INSTRUCTION | According to the text below on the history of Labor Day, in what year did Labor Day become a federal holiday?

TEXT EXTRACT |

Doing Business

The History of Labor Day

Labor Day, to most, marks the end of summer and the start of back to school. It also starts my favorite time of year…fall. Hearty meals, crips mornings, apples, pumpkins, and the changing leaf colors just can’t be beat.

As with many holidays, we look forward to the day off and rarely think about why we observe the holiday. So we wanted to take a minute to look back at why we observe the holiday.

The U.S. Department of Labor states Labor Day “is a creation of the labor movement and is dedicated to the social and economic achievements of American workers. It constitutes a yearly national tribute to the contributions workers have made to the strength, prosperity and well-being of our country.”

Labor Day became a federal holiday in 1894. Interestingly, it originated during one of America’s most dismal work chapters—the Industrial Revolution. At that time, Americans worked an average of twelve hours a day, seven days a week, and barely made a living. In addition, working conditions were unsafe. Manufacturing was slowly replacing agriculture in American employment and labor unions began to start. Strikes and rallies began to protest the unsafe conditions. These circumstances brought about the idea of a “workingmen’s holiday”. It took twelve years to become a legal holiday.

These days we relish the three day weekend. We plan BBQs, final camping trips, and weekend get-aways. However, I don’t think any of us stop to say “thank you” for our hard-working ancestors that fought so we have this day or to stop and reflect on our hard work of the last year.

SOURCE MATERIAL |
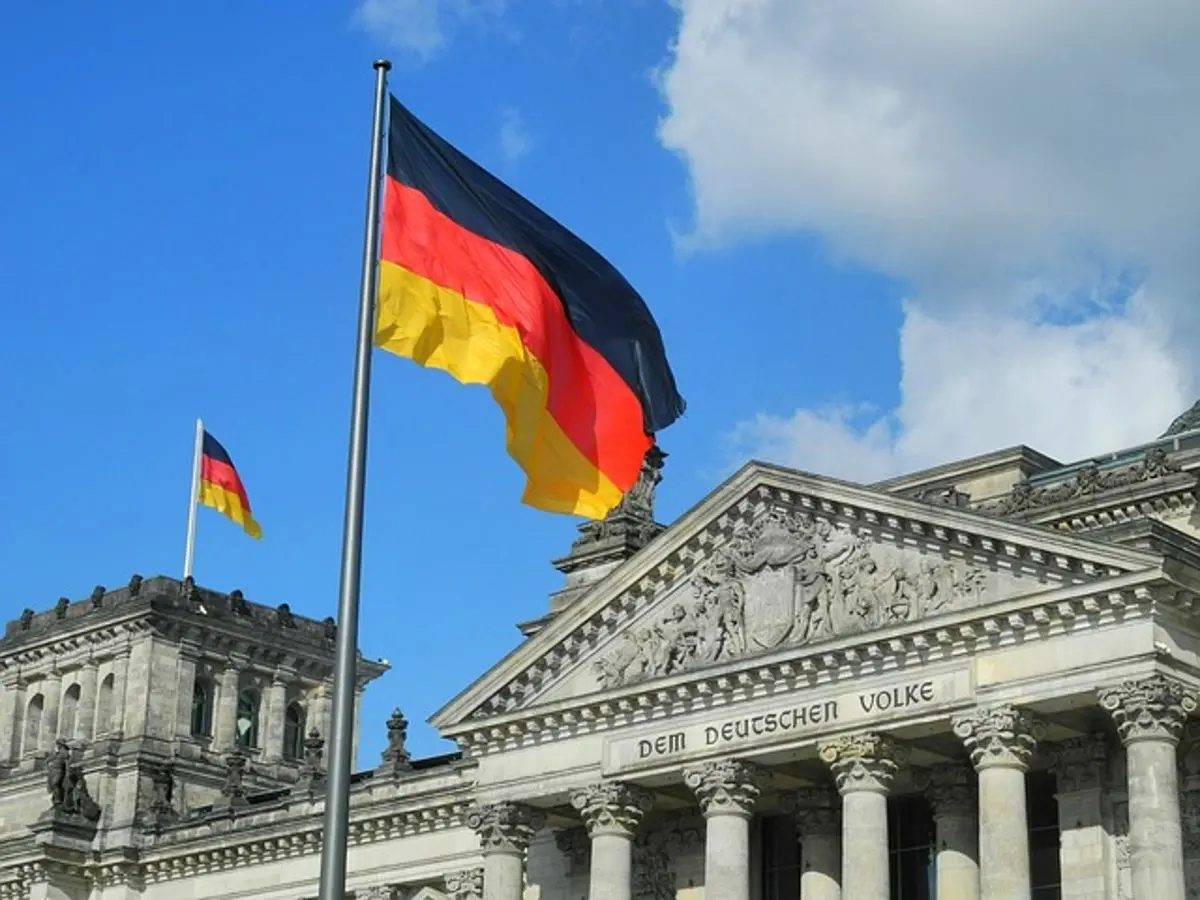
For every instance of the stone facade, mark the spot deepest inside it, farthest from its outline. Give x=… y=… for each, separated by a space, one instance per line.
x=977 y=682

THE SOLUTION | 1894